* **WHAT THE EXERCISE ASKS**:
In the entries below, every line that contains "query" must be located and copied.
***** SUPPLIED DATA *****
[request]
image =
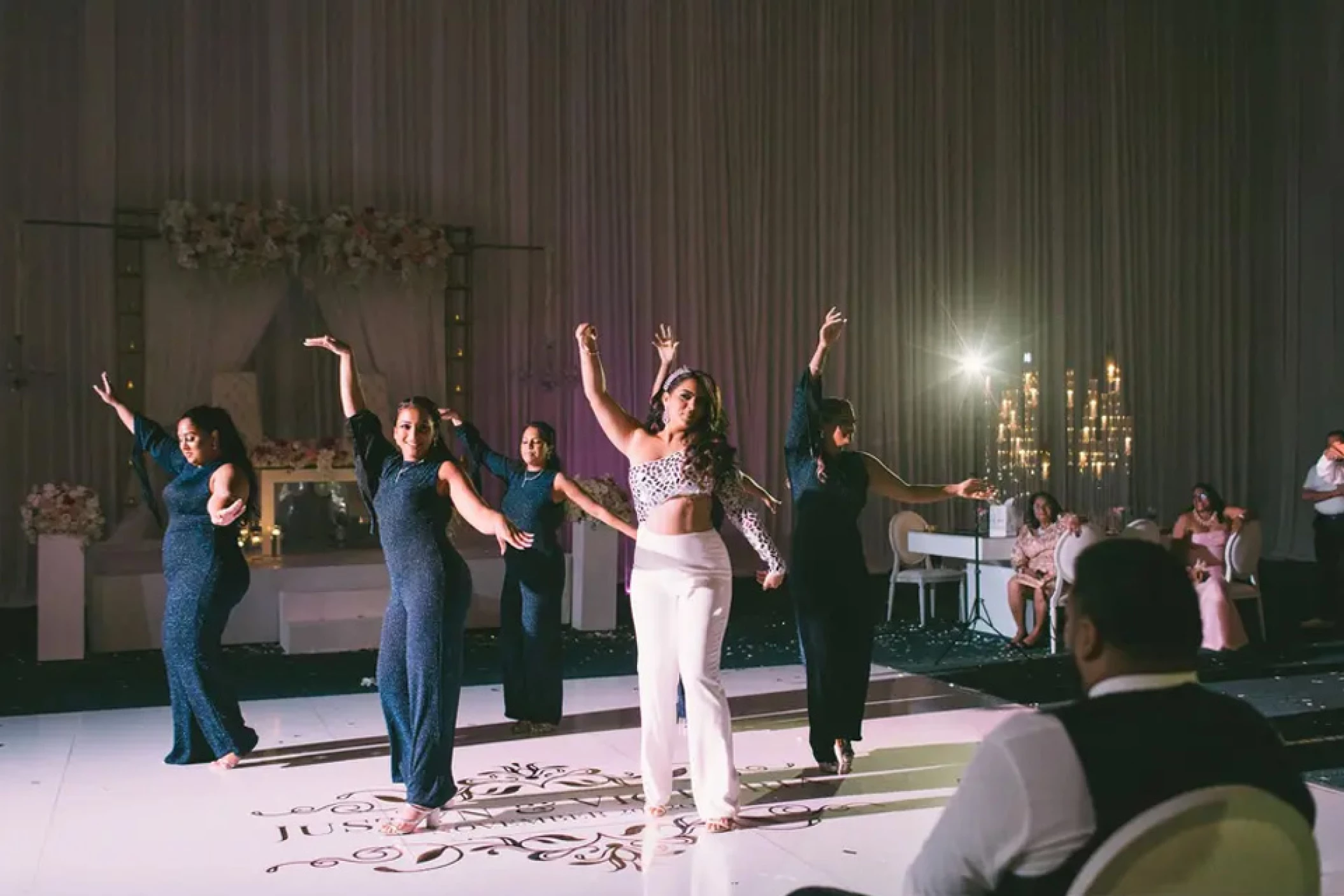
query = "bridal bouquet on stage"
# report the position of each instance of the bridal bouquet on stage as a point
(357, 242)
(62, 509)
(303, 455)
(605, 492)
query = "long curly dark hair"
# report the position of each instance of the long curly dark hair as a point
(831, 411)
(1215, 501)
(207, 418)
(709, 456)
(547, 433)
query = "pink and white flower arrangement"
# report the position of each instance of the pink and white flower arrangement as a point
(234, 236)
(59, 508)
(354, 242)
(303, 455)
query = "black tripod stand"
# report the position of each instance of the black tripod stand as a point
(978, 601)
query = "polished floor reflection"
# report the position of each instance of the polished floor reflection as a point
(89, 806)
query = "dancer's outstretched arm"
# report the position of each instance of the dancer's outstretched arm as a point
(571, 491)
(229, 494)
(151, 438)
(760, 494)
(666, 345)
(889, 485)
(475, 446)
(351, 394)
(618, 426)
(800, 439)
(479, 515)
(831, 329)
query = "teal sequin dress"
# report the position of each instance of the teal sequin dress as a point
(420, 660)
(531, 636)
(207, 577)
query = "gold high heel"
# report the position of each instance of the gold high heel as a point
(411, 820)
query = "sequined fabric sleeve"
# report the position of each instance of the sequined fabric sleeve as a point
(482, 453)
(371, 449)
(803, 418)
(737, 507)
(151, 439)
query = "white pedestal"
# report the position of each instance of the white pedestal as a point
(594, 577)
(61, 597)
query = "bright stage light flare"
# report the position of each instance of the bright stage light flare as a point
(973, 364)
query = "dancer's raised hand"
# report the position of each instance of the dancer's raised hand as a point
*****
* **RESPONSE**:
query = "bridal bouquet on stage"
query = "long curly dark hair"
query = "pink and white flower arrangement"
query = "black tripod stand"
query = "polished floor reflection"
query = "dancer's outstretched arm"
query = "teal sequin dress"
query = "gold high heel"
query = "sequined fabric sleeve"
query = "white pedestal"
query = "bright stage light flare"
query = "dancer's raised hand"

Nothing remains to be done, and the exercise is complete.